Trecho da fonte →
----

R. decisão proferida em 07/08/2015 (id. nº 4058300.1241330), na qual, apreciando a preliminar levantada pela União de necessidade de litisconsórcio passivo dos supostos promitentes compradores e do Município de Olinda, determinou a intimação da Parte Autora "a emendar/completar a petição inicial,
indicando para o polo passivo, como litisconsortes passivos necessários
o Sr. Diniz Prado Azambuja Neto e da Sra. Else de Azambuja, supostos
promitentes vendedores, bem como o Município de Olinda, inclusive
esclarecendo as qualificações necessárias à citação, e requerendo a
citação de todos, na forma e para os fins legais, sendo que, caso não
tenha o endereço das duas pessoas físicas acima referidas, que requeira a
citação por edital, tudo sob pena de extinção do feito, sem resolução
do mérito, à luz do Parágrafo Único do art. 47 do vigente CPC".
A União requereu a juntada do ofício nº 1531/2015/DICAP/SPU/PE, da Superintendência do Patrimônio da União-PE (id. nº 4058300.16004030), no qual noticia que o imóvel é conceituado como terreno acrescido de marinha e que não consta aforamento.

----

Dados →
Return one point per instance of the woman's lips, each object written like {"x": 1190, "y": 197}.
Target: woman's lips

----

Tarefas →
A) Transcreva, sem mudar nada, a parte do trecho da decisão que começa com as palavras "A União requereu" e termina com "não consta aforamento.".
B) Continue o trecho da decisão a partir de onde ele termina.

Respostas →
A)
A União requereu a juntada do ofício nº 1531/2015/DICAP/SPU/PE, da Superintendência do Patrimônio da União-PE (id. nº 4058300.16004030), no qual noticia que o imóvel é conceituado como terreno acrescido de marinha e que não consta aforamento.

B)
Intimada, a Parte Autora apresentou manifestação (id. nº 4058300.1608322).
Decisão proferida em 01/07/2016 (id. nº 4058300.2112434),
na qual a Parte Autora foi intimada para indicar os nomes e endereços
dos Confinantes, para fins de citação; deu o Município de Olinda-PE por
citado, determinando sua intimação; bem como determinou a expedição de
edital de citação dos promitentes vendedores, Sr. Diniz Prado de
Azambuja Neto e Sra. Else de Azambuja, bem como seus possíveis
herdeiros, para ciência desta ação de usucapião.
A
Parte Autora, em atenção ao despacho supra, peticionou, esclarecendo
que já havia indicado os nomes dos confinantes quando o feito tramitava
na justiça estadual, e que o confinante José Bartolomeu Macedo da Rocha
já teria sido citado e deixado transcorrer o prazo sem manifestação,
requerendo apenas a citação da Sra. Elizabeth Souto de Oliveira, que, na
ocasião, não teria sido encontrada pelo oficial de justiça (id. nº 4058300.2181815).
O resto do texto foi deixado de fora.